# Texte fourni
Alexis de Tocqueville (1805-1859)a surtout écrit trois chefs-d'oeuvre:
- De la démocratie en Amérique : sur la montée de la société démocratique et ses contradictions
- Souvenirs: sur l'analyse à chaud de la chute de Louis-Philippe, des journées de juin 1848 puis de la mise à mort de la République par Louis Napoléon Bonaparte
- L'Ancien Régime et la Révolution: sur les origines de la Révolution française et les raisons de son destin violent, mêlant Terreur et guerres extérieures
Dans sa longue introduction, Nicolas Baverez présente ce mal connu et mal aimé des Français qui, a contrario, est lu, reconnu et admiré dans le monde anglo-saxon où il fait figure de classique .
S'il a été redécouvert par Raymond Aron et François Furet, Alexis de Tocqueville dérange toujours en France parce qu'il a cherché à penser le monde qui naissait, autour de la démocratie et de l'égalité de conditions, sans pour autant l'aimer ou le célébrer.
Après cette introduction où l'essentiel est dit sur cet aristocrate de coeur et démocrate de raison , Nicolas Baverez lui donne longuement la parole sur quelques grands thèmes et c'est nécessaire pour comprendre sa pensée complexe . Par exemple :
La passion de l'égalité, qui fonde la démocratie, peut se retourner contre la liberté pour frayer la voie au despotisme.Ceux qui sont sensibles au style seront donc comblés par les larges extraits que reproduit l'auteur, où ils découvriront, ou redécouvriront, son écriture .
Il serait vain d'aborder tous les thèmes recensés par l'auteur dans les trois chefs-d'oeuvre, entre autres textes, évoqués ci-dessus (qui représentent quelques 1180 pages en petits caractères dans l'édition Bouquins de 1986...).

# À faire
- A) Répondez à ces questions sur le texte consacré à Tocqueville :
(i) Lequel de ses trois chefs-d'œuvre porte sur les origines de la Révolution française ?
(ii) Par qui Tocqueville a-t-il été redécouvert ?
(iii) Dans quel monde est-il lu, reconnu et admiré ?
- B) Recopiez fidèlement le passage du texte consacré à Tocqueville situé entre « S'il a été redécouvert » et « ou le célébrer. », ces deux bornes comprises.

# Données
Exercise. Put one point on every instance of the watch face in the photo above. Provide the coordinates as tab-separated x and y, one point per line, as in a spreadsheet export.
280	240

# Réponses fournies
- A)
(i) L'Ancien Régime et la Révolution
(ii) Par Raymond Aron et François Furet
(iii) Dans le monde anglo-saxon

- B)
S'il a été redécouvert par Raymond Aron et François Furet, Alexis de Tocqueville dérange toujours en France parce qu'il a cherché à penser le monde qui naissait, autour de la démocratie et de l'égalité de conditions, sans pour autant l'aimer ou le célébrer.